◆ **Data excerpts**:
★ ★ ★ ★
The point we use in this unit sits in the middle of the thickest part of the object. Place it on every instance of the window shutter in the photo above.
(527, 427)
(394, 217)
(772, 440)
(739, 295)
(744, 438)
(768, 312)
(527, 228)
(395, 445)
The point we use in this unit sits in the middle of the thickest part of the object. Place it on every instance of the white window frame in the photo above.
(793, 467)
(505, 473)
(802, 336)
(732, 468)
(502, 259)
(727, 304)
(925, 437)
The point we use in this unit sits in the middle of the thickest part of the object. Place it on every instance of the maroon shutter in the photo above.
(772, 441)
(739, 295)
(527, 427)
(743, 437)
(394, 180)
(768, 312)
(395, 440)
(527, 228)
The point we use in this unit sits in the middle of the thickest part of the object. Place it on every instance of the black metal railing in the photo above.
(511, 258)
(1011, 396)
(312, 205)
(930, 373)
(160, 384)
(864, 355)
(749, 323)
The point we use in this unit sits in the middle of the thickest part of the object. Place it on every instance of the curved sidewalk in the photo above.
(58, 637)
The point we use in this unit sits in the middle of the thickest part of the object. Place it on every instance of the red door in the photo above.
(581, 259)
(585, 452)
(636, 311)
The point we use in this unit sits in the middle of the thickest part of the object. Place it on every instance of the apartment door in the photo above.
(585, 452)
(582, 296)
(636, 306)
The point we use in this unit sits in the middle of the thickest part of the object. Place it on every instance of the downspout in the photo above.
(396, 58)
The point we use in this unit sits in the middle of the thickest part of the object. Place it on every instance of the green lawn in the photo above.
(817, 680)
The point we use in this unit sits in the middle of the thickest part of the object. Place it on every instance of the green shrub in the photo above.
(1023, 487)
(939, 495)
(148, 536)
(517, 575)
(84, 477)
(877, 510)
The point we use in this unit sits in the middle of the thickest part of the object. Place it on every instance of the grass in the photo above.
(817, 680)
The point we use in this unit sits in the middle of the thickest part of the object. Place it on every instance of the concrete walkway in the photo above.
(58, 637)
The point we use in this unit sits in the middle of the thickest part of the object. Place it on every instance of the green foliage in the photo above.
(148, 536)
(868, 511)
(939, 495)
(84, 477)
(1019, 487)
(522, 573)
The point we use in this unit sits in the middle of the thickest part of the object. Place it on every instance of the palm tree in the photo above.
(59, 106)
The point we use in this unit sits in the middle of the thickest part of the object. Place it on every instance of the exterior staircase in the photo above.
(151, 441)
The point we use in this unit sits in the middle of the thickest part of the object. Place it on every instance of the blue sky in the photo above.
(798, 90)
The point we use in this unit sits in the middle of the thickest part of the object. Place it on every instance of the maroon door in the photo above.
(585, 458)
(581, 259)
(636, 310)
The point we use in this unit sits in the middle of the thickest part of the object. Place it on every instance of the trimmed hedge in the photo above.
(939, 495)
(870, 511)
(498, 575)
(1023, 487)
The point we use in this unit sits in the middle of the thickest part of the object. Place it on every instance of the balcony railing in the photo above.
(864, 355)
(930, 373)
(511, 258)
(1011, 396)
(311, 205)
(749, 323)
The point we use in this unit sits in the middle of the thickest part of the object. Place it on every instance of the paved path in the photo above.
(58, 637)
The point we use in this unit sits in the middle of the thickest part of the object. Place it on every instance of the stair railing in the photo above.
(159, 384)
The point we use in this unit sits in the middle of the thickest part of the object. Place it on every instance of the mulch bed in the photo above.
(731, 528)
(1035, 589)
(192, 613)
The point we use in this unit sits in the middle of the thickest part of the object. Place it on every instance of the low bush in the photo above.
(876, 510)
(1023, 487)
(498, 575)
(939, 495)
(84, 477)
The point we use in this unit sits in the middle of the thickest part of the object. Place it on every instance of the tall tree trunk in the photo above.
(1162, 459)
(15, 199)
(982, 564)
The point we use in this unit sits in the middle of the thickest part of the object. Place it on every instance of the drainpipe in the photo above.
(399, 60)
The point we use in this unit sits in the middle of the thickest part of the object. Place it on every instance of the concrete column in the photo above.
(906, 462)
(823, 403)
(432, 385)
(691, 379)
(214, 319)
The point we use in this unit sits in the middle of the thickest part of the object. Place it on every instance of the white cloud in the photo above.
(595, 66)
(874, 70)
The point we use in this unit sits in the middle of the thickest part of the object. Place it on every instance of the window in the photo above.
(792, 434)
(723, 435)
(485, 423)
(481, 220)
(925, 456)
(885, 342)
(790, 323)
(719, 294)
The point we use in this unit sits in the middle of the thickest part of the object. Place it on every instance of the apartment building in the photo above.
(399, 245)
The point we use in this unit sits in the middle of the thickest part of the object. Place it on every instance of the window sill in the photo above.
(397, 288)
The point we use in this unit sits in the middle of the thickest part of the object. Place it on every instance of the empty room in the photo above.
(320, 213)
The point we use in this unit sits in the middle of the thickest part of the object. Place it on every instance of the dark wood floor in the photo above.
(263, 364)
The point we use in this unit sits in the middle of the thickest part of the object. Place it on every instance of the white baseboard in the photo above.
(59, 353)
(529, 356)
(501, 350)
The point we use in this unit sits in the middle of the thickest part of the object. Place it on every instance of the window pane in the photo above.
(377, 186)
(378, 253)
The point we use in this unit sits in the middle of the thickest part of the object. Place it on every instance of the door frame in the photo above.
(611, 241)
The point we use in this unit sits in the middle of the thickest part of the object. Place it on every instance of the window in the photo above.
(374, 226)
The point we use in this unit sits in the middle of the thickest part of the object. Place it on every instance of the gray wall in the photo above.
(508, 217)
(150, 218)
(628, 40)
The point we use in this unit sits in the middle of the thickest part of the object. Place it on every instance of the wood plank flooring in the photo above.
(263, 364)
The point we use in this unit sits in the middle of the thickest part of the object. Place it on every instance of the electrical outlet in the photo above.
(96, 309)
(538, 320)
★ ★ ★ ★
◆ **What you will do**:
Each record above is to be reproduced word for word.

◆ **Response for this exercise**:
The point we use in this unit sits in the middle of the thickest part of the object. Place it on every instance of the window shutter in the photo above.
(527, 427)
(394, 217)
(772, 440)
(739, 295)
(744, 438)
(768, 312)
(527, 228)
(395, 445)
The point we use in this unit sits in the middle of the thickest part of the object. Place it on every instance of the white window frame in the photo above.
(793, 467)
(505, 473)
(802, 336)
(732, 468)
(502, 259)
(727, 304)
(925, 437)
The point we use in this unit sits in the middle of the thickest part of the object. Place it on every instance of the maroon shutter in the photo above.
(772, 441)
(739, 295)
(527, 427)
(743, 437)
(394, 180)
(768, 312)
(395, 440)
(527, 228)
The point we use in this unit sits in the middle of the thickest part of the object. Place it on every instance of the black metal railing in the photo above.
(511, 258)
(1011, 396)
(312, 205)
(930, 373)
(160, 384)
(864, 355)
(749, 323)
The point we use in this unit sits in the middle of the thickest part of the object. Place it on every instance of the curved sidewalk in the photo above.
(58, 637)
The point we use in this unit sits in the middle of the thickest part of the object. Place it on every instance of the red door in the photo above.
(581, 259)
(585, 452)
(636, 311)
The point we use in this unit sits in the middle of the thickest part of the object. Place it on every instance of the apartment door in the photo above.
(585, 452)
(582, 296)
(636, 306)
The point we use in this unit sits in the middle of the thickest part of the object. Place it on every instance of the downspout in the photo above.
(396, 58)
The point we use in this unit sits in the middle of the thickest part of the object. Place it on every instance of the green lawn in the photo above.
(817, 680)
The point we use in this unit sits in the middle of the thickest part of the object. Place it on every instance of the green shrub in the photo above.
(1023, 487)
(939, 495)
(148, 536)
(517, 575)
(84, 477)
(877, 510)
The point we use in this unit sits in the middle of the thickest part of the object. Place it on every instance of the grass in the photo above.
(817, 680)
The point we use in this unit sits in the middle of the thickest part of the object. Place it on every instance of the concrete walkway in the photo above.
(58, 637)
The point we use in this unit sits in the middle of the thickest part of the object. Place it on every instance of the green foliage in the photo above.
(148, 536)
(868, 511)
(939, 495)
(84, 477)
(1019, 487)
(522, 573)
The point we use in this unit sits in the middle of the thickest part of the object. Place it on every instance of the palm tree in the photo above.
(59, 106)
The point we use in this unit sits in the middle of the thickest part of the object. Place it on every instance of the exterior staircase in the photo above.
(151, 441)
The point we use in this unit sits in the middle of the thickest part of the object. Place it on every instance of the blue sky in the photo above.
(798, 90)
The point we use in this unit sits in the middle of the thickest part of the object. Place it on every instance of the maroon door in the photo above.
(585, 458)
(581, 259)
(636, 310)
The point we use in this unit sits in the middle of the thickest part of the object. Place it on every instance of the trimmed hedge in the photo above.
(939, 495)
(870, 511)
(498, 575)
(1023, 487)
The point we use in this unit sits in the middle of the thickest part of the object. Place it on every instance of the balcony railing in the photo above.
(864, 355)
(930, 373)
(511, 258)
(1011, 396)
(311, 205)
(749, 323)
The point we use in this unit sits in the middle of the thickest part of the object. Place it on every instance of the paved path in the photo above.
(58, 637)
The point we use in this unit sits in the middle of the thickest part of the object. Place it on every instance of the stair railing in the photo above.
(159, 384)
The point we use in this unit sits in the middle of the thickest part of the object. Place it on every instance of the mulch bed in the photo above.
(731, 528)
(1035, 589)
(192, 613)
The point we use in this unit sits in the middle of the thickest part of the object. Place it on every instance of the low bush in the photo above.
(876, 510)
(1023, 487)
(498, 575)
(939, 495)
(84, 477)
The point we use in this unit sits in the middle of the thickest part of the object. Place it on every instance of the tall tree trunk in the photo above.
(1162, 459)
(15, 199)
(982, 564)
The point we use in this unit sits in the middle of the thickest part of the object. Place it on every instance of the drainpipe in the photo above.
(399, 60)
The point we use in this unit sits in the middle of the thickest part of the object. Place it on every instance of the concrete column in the photo above.
(906, 462)
(823, 403)
(432, 385)
(691, 379)
(214, 319)
The point we use in this unit sits in the middle of the thickest part of the object. Place it on every instance of the white cloud in the photo above.
(595, 66)
(874, 70)
The point we use in this unit sits in the middle of the thickest part of the object. Place it on every instance of the window in the photo above.
(792, 434)
(723, 435)
(485, 423)
(481, 220)
(925, 456)
(885, 342)
(790, 323)
(719, 294)
The point we use in this unit sits in the middle of the thickest part of the object. Place it on every instance of the apartment building in the photo above.
(399, 245)
The point we use in this unit sits in the middle of the thickest part of the object. Place it on every instance of the window sill in the photo above.
(397, 288)
The point we use in this unit sits in the middle of the thickest part of the object. Place it on every instance of the empty room in the photo above.
(320, 213)
The point we use in this unit sits in the middle of the thickest part of the object. Place it on every instance of the dark wood floor in the photo above.
(263, 364)
The point we use in this unit sits in the middle of the thickest part of the object. Place it on every instance of the white baseboard in the photo above.
(59, 353)
(529, 356)
(501, 350)
The point we use in this unit sits in the middle of the thickest part of the object. Place it on every instance of the window pane in the photo above.
(377, 186)
(378, 253)
The point we use in this unit sits in the middle of the thickest part of the object. Place it on every instance of the door frame in the photo above.
(611, 241)
The point we use in this unit sits in the middle of the thickest part of the object. Place it on every instance of the window in the photo above.
(374, 226)
The point we use in this unit sits in the middle of the thickest part of the object. Place it on every instance of the gray wall in the photo above.
(508, 217)
(150, 218)
(628, 40)
The point we use in this unit sits in the middle of the thickest part of the object. Place it on every instance of the wood plank flooring in the photo above.
(263, 364)
The point we use in this unit sits in the middle of the thickest part of the object. Place it on every instance of the electrical outlet in the photo above.
(96, 309)
(538, 320)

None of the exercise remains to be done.